» SUPPLIED DATA:
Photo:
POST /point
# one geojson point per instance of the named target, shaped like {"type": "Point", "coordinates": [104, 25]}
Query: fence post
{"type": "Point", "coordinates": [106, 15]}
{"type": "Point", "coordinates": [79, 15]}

» WHAT NEEDS TO BE DONE: All lines from the one containing "# one geojson" through the end of the data, and no others, are to be given again word for word.

» RESULT OF THIS EXERCISE:
# one geojson point per instance of the named target, shaped like {"type": "Point", "coordinates": [104, 25]}
Query: fence post
{"type": "Point", "coordinates": [106, 15]}
{"type": "Point", "coordinates": [79, 15]}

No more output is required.